**WHAT THE TASK REQUIRES**
Copy out each line of the rows below that includes the word "white".

(Records from a dataset)
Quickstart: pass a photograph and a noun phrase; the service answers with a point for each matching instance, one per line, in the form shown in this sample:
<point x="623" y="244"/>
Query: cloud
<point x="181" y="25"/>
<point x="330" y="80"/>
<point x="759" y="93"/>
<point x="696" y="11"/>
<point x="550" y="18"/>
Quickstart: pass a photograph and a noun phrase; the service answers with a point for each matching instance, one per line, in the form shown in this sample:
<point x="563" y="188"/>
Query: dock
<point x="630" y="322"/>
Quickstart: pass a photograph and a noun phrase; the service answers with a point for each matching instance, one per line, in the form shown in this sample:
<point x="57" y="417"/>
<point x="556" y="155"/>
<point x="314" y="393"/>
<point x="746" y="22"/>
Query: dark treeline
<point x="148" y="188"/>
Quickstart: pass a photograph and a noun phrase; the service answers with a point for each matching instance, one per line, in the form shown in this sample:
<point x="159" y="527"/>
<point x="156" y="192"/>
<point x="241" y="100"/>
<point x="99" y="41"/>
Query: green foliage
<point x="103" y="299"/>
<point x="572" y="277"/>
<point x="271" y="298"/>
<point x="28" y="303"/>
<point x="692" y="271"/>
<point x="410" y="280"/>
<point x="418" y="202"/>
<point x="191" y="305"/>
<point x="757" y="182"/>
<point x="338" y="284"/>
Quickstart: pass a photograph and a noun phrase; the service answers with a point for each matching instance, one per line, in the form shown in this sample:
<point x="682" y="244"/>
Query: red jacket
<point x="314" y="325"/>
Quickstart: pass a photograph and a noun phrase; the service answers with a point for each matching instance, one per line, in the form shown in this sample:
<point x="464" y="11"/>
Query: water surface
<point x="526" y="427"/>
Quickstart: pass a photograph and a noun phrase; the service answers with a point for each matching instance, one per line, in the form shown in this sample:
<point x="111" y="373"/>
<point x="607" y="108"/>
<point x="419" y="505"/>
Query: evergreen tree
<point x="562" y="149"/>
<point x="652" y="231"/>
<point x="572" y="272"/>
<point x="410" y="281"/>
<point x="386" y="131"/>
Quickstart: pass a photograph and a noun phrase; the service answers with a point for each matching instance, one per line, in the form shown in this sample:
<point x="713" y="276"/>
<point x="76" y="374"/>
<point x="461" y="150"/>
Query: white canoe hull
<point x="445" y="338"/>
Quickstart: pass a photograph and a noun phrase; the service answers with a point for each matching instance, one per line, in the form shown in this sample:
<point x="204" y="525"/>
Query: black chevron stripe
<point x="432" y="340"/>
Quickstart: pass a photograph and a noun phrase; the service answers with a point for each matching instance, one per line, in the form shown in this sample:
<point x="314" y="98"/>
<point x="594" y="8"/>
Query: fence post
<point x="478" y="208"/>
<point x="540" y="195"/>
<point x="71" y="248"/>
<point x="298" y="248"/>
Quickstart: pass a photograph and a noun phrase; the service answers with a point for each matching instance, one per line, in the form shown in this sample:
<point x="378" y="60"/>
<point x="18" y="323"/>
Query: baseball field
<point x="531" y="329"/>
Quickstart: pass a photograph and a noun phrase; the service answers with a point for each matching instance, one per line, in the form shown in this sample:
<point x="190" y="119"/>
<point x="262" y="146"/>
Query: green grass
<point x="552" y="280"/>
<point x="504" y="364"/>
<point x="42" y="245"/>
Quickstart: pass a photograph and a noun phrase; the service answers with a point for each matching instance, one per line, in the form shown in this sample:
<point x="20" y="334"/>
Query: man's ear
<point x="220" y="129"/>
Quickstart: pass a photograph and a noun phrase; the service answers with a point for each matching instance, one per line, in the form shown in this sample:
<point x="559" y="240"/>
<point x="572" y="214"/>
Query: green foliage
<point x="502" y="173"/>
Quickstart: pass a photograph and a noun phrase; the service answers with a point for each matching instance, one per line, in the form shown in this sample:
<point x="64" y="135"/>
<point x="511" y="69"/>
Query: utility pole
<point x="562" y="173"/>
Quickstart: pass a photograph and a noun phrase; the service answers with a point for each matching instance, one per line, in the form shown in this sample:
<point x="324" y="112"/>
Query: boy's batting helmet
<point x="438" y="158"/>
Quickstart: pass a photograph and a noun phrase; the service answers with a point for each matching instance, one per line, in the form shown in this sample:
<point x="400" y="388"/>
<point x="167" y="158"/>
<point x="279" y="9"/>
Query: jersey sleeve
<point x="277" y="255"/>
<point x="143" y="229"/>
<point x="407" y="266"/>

---

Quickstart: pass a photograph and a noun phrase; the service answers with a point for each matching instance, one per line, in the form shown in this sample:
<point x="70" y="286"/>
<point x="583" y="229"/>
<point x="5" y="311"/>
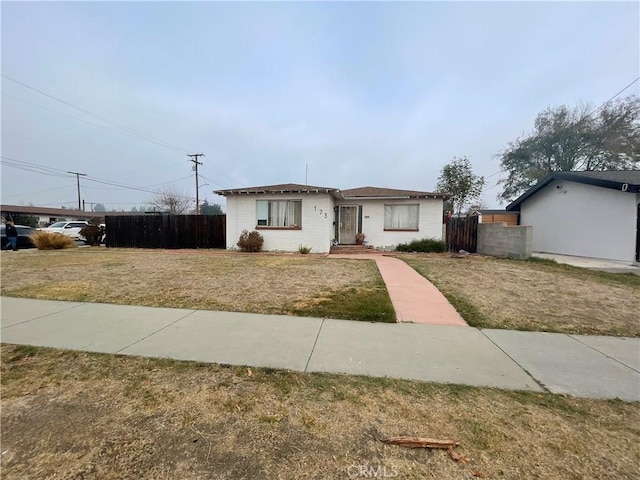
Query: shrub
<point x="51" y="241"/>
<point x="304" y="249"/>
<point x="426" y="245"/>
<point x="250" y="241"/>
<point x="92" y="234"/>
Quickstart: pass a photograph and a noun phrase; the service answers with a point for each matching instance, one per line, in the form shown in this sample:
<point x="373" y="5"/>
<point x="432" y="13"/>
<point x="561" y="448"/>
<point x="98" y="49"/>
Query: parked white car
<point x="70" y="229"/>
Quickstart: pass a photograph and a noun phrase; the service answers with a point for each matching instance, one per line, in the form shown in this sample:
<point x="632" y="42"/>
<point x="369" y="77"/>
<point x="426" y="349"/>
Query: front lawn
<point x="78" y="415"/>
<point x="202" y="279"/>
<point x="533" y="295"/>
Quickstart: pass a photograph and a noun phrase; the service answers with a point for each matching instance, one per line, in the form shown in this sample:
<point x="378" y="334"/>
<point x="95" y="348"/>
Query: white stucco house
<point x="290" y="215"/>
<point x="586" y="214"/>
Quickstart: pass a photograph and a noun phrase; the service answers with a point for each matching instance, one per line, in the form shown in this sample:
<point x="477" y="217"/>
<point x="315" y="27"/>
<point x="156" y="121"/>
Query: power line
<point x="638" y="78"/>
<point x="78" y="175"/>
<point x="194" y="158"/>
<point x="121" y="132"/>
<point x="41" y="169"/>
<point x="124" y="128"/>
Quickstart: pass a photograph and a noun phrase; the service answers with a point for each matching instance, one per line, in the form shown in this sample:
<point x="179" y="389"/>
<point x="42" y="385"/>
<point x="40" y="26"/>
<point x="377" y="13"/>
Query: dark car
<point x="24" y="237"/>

--

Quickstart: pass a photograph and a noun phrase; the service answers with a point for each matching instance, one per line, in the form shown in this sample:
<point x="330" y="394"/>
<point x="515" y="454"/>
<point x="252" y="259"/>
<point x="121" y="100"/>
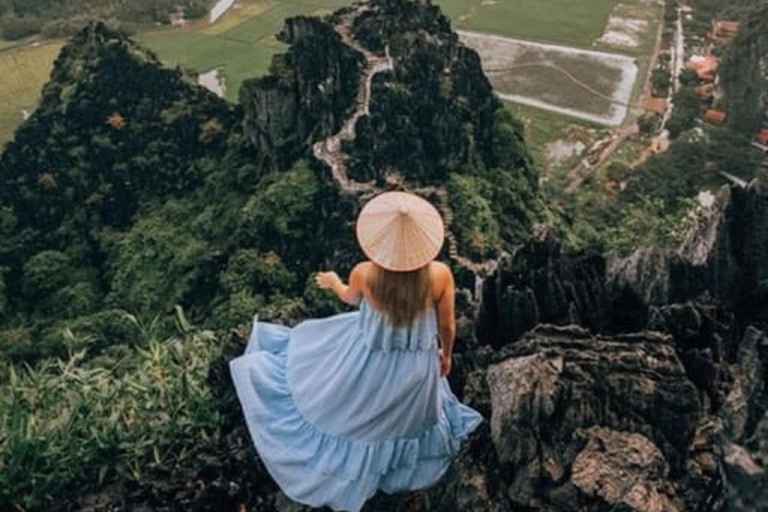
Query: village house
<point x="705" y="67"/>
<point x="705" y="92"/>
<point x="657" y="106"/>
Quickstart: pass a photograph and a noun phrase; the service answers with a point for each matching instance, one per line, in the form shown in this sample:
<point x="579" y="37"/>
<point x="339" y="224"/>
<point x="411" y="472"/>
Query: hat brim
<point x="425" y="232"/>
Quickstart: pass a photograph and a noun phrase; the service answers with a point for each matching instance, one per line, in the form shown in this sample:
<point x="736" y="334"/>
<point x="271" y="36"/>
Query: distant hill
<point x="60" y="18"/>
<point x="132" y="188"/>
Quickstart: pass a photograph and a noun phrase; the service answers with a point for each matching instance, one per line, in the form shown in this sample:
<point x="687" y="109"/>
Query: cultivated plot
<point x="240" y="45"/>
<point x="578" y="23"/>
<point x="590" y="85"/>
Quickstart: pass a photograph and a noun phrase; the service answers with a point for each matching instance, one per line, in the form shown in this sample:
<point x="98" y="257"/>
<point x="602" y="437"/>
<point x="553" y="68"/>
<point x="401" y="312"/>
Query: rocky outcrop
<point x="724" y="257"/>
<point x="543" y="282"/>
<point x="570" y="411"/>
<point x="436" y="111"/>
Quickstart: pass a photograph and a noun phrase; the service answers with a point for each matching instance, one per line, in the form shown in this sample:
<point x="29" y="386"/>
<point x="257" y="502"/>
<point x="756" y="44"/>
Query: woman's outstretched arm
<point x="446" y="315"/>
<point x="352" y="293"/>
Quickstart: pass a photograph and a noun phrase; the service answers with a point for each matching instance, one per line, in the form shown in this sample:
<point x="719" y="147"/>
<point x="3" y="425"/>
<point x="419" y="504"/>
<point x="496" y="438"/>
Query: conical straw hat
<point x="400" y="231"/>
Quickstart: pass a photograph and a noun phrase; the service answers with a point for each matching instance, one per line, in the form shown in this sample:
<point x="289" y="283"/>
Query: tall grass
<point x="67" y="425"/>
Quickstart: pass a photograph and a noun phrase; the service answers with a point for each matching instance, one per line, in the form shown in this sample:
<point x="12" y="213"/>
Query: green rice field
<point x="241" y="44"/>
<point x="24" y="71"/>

**RESPONSE FOR THIS EXERCISE**
Query: white canoe hull
Query: parked white car
Query: white stucco house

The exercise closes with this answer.